### Exercise requirements
Please copy down the entries below word for word, leaving out the pictures.

### Supplied data
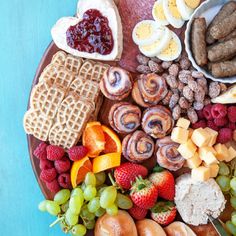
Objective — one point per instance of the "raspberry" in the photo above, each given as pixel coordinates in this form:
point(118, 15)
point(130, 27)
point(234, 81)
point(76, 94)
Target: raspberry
point(48, 175)
point(64, 180)
point(211, 124)
point(218, 110)
point(54, 152)
point(207, 112)
point(62, 165)
point(225, 135)
point(200, 114)
point(45, 164)
point(77, 152)
point(199, 124)
point(232, 113)
point(53, 186)
point(220, 122)
point(40, 152)
point(232, 125)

### Solution to the exercise
Objective — one point per instance of the "raspberry" in the photo above, each given as pixel coordinates in this form:
point(118, 15)
point(130, 27)
point(234, 81)
point(76, 94)
Target: raspberry
point(48, 175)
point(64, 180)
point(211, 124)
point(218, 110)
point(54, 152)
point(207, 112)
point(62, 165)
point(225, 135)
point(200, 114)
point(45, 164)
point(77, 152)
point(199, 124)
point(232, 113)
point(53, 186)
point(220, 122)
point(40, 152)
point(232, 125)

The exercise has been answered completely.